Data section:
-.-.-

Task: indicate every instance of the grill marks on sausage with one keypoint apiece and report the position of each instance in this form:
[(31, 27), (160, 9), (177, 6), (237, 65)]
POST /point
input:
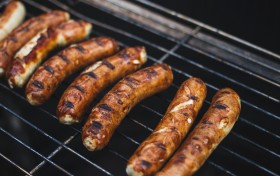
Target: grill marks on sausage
[(91, 74), (68, 104), (95, 127), (79, 88), (64, 58), (38, 84), (80, 48), (161, 146), (108, 64), (193, 97), (219, 105), (146, 163), (124, 55), (105, 107), (131, 82), (181, 158), (49, 69), (99, 41)]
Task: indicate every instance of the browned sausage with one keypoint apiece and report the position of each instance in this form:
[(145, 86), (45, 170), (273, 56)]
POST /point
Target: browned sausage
[(22, 34), (12, 17), (209, 132), (48, 76), (31, 55), (106, 116), (167, 136), (96, 77)]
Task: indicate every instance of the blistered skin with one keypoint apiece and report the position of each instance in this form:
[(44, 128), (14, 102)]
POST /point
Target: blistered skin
[(12, 17), (48, 76), (106, 116), (22, 34), (96, 77), (31, 55), (209, 132), (179, 117)]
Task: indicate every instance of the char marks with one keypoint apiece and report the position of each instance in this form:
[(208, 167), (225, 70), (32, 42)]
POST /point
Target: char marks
[(91, 74), (68, 104), (38, 84), (80, 48), (108, 64), (95, 127), (79, 88), (49, 69), (64, 58), (105, 107)]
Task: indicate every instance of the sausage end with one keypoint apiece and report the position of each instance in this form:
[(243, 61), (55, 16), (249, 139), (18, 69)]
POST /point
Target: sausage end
[(131, 172), (67, 119)]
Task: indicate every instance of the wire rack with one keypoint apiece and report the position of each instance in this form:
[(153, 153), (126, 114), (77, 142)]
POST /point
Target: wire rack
[(33, 142)]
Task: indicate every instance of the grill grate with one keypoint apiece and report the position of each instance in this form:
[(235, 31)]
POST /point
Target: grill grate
[(51, 147)]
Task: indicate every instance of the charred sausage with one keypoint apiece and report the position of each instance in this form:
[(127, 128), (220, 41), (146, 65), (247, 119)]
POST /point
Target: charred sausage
[(12, 17), (22, 34), (30, 56), (209, 132), (167, 136), (48, 76), (109, 112), (96, 77)]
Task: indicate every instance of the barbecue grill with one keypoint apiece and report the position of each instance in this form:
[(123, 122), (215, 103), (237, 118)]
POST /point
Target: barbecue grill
[(33, 142)]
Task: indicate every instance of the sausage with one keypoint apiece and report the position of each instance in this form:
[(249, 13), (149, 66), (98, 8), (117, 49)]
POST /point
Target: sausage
[(12, 17), (48, 76), (95, 78), (22, 34), (116, 104), (169, 133), (30, 56), (209, 132)]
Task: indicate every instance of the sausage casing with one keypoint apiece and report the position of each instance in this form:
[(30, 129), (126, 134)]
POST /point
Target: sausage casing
[(13, 15), (169, 133), (209, 132), (48, 76), (115, 105), (30, 56), (22, 34), (96, 77)]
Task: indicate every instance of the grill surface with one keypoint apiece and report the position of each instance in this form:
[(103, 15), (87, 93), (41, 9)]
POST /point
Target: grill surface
[(33, 142)]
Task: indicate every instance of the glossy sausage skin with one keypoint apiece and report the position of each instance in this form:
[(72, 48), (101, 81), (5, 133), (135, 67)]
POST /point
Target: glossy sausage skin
[(209, 132), (22, 34), (13, 15), (31, 55), (48, 76), (106, 116), (179, 117), (95, 78)]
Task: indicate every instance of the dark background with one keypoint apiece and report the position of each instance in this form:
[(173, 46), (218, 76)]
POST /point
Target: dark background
[(255, 21)]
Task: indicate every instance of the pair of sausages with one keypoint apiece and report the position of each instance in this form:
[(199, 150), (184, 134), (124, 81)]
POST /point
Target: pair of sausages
[(12, 17), (212, 128), (30, 56), (25, 32)]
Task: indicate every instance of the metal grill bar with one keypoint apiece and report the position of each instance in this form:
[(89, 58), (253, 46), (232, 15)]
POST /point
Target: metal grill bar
[(167, 53), (14, 164), (222, 33), (160, 48)]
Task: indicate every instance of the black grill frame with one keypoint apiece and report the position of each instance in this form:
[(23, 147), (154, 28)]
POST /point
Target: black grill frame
[(230, 158)]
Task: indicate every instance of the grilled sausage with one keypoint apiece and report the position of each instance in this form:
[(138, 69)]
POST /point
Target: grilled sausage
[(35, 51), (12, 17), (22, 34), (209, 132), (109, 112), (48, 76), (96, 77), (157, 148)]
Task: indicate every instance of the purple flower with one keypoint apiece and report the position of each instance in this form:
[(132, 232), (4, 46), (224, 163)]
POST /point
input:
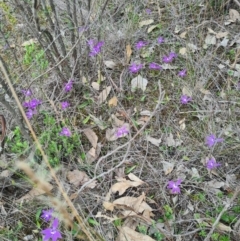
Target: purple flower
[(238, 85), (91, 42), (68, 86), (140, 44), (32, 104), (52, 232), (211, 164), (27, 92), (173, 55), (155, 66), (174, 186), (167, 59), (148, 11), (161, 40), (134, 68), (185, 99), (82, 29), (65, 132), (64, 105), (30, 113), (182, 73), (211, 140), (122, 131), (95, 48), (47, 214)]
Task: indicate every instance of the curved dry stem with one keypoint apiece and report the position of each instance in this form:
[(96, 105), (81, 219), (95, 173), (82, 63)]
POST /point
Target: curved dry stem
[(91, 234)]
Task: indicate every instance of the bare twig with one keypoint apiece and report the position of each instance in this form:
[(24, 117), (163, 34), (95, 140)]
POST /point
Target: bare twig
[(236, 1), (161, 96), (91, 234), (237, 191)]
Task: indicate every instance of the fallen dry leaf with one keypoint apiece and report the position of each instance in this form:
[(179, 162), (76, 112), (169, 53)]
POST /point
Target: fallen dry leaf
[(113, 101), (35, 192), (95, 85), (139, 83), (104, 94), (124, 184), (183, 51), (192, 47), (111, 134), (224, 227), (183, 34), (98, 122), (127, 234), (78, 178), (136, 203), (186, 91), (93, 153), (92, 137), (111, 219), (167, 167), (145, 22), (109, 64)]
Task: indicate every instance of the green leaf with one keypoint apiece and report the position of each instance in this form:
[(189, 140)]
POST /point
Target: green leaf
[(85, 121), (93, 221)]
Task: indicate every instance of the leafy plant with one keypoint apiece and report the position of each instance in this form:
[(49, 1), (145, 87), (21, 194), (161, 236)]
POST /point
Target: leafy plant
[(17, 144), (57, 146)]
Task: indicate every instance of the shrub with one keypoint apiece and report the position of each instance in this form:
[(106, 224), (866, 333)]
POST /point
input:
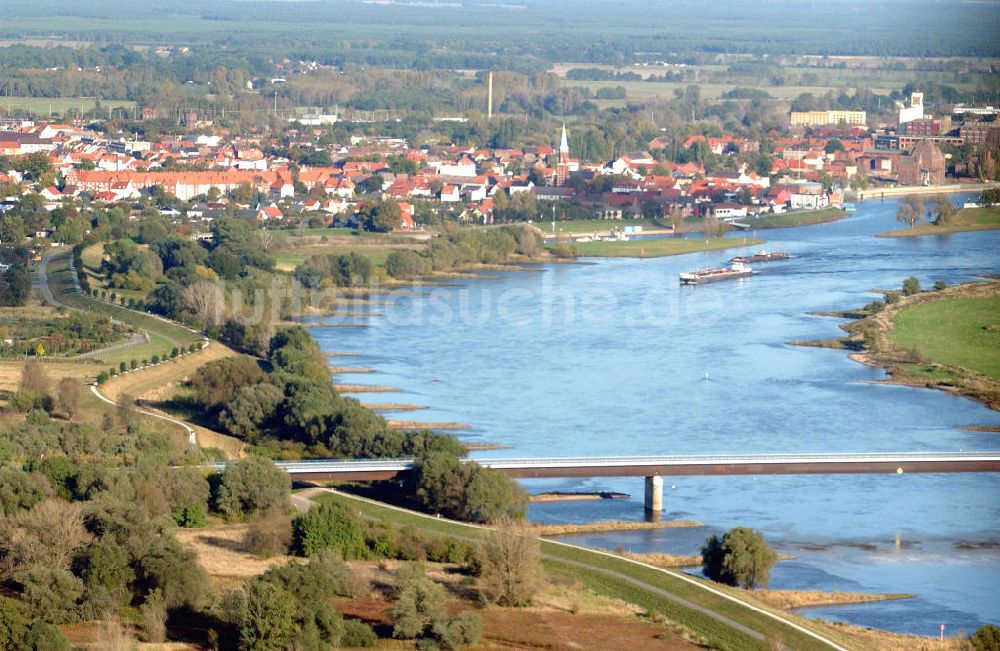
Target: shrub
[(419, 605), (404, 264), (358, 634), (270, 533), (265, 616), (68, 396), (189, 517), (251, 485), (52, 594), (328, 526), (175, 572), (510, 567), (466, 629), (153, 618), (741, 557)]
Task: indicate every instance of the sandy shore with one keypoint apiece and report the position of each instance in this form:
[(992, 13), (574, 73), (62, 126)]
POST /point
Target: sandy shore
[(790, 599), (609, 525), (557, 496), (415, 424)]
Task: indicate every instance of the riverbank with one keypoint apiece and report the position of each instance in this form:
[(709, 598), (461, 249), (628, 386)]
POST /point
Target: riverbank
[(658, 248), (797, 218), (946, 339), (875, 194), (792, 599), (609, 525), (965, 220)]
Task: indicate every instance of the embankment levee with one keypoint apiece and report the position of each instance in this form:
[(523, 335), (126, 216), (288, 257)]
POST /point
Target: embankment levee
[(872, 335), (872, 194)]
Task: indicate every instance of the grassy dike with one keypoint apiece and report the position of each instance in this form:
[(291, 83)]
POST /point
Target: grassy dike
[(798, 218), (724, 618), (947, 340), (163, 335)]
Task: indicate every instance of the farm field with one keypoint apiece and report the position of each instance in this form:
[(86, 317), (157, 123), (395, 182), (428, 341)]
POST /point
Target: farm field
[(44, 106)]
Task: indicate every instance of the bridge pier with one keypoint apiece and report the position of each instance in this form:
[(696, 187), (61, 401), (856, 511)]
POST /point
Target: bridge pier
[(654, 495)]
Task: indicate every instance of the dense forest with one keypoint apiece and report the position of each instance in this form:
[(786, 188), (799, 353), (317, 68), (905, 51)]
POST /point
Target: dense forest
[(453, 35)]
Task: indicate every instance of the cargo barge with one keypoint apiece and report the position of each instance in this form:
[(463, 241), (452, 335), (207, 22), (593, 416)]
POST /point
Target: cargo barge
[(701, 276), (762, 256)]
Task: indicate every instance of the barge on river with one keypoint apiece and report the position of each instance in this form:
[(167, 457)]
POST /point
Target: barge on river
[(701, 276), (762, 256)]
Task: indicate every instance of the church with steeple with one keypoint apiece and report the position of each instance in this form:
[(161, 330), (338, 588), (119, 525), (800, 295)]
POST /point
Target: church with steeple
[(562, 167)]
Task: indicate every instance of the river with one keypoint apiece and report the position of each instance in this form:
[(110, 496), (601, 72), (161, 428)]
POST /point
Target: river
[(616, 358)]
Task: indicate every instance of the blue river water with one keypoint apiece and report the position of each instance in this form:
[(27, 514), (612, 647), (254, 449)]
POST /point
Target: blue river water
[(616, 358)]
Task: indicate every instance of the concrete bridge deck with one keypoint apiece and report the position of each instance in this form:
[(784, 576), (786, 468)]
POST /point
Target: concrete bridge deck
[(664, 465)]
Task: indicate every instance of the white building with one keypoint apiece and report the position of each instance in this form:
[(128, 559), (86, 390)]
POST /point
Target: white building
[(915, 111)]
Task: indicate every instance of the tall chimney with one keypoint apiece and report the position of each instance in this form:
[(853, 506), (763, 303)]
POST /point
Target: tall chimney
[(489, 96)]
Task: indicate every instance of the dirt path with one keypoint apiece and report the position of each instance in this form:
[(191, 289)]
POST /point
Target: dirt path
[(621, 576)]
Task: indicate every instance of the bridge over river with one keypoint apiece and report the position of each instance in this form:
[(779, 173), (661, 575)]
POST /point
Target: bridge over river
[(654, 468)]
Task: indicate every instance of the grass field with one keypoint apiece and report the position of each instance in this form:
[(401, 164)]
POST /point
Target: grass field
[(659, 247), (316, 232), (616, 577), (594, 225), (163, 335), (801, 218), (44, 106), (967, 219), (289, 260), (963, 332)]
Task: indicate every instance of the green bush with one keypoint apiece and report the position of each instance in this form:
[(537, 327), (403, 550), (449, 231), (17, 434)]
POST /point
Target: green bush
[(249, 486), (420, 604), (741, 557), (465, 629), (987, 638), (328, 526), (189, 517)]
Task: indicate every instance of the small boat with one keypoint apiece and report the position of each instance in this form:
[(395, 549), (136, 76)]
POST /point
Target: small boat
[(701, 276), (762, 256)]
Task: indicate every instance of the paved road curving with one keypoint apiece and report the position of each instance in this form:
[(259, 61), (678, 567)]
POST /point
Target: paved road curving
[(302, 504), (192, 435)]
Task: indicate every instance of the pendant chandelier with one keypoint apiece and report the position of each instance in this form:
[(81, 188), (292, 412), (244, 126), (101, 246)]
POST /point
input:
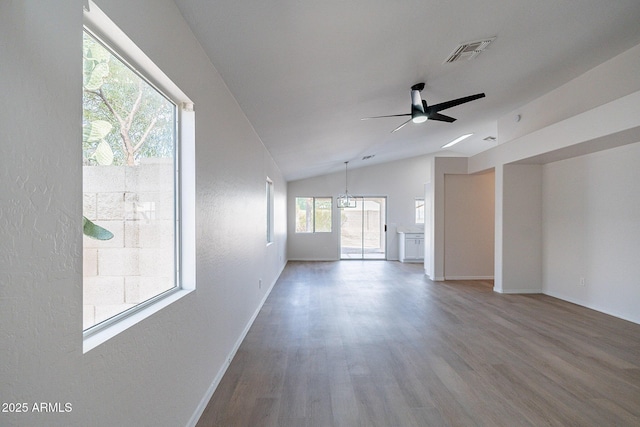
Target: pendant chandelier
[(346, 200)]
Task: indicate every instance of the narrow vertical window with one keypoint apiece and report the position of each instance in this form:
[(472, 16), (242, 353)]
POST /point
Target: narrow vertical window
[(130, 181), (419, 206), (322, 216), (270, 220)]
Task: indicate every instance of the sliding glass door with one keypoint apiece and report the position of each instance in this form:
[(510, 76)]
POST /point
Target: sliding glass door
[(363, 229)]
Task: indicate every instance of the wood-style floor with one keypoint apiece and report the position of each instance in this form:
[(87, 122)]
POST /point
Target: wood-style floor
[(375, 343)]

-.-.-

What needs to be done:
Using the entries above, return exactly the lines from the line with "[(86, 317), (157, 123), (395, 182), (428, 341)]" to the line with "Task: indicate every instance of the dense", counting both of those lines.

Expected answer:
[(86, 317), (157, 123), (395, 182), (428, 341)]
POST /point
Target: farm field
[(44, 106)]
Task: indicate every instance of the bridge pier with one keypoint apiece and report the position of each instance in this form:
[(696, 187), (61, 401), (856, 511)]
POST /point
Target: bridge pier
[(654, 495)]
Task: indicate every instance of the dense forest with one keypoint apiece and report the position of each instance in this form:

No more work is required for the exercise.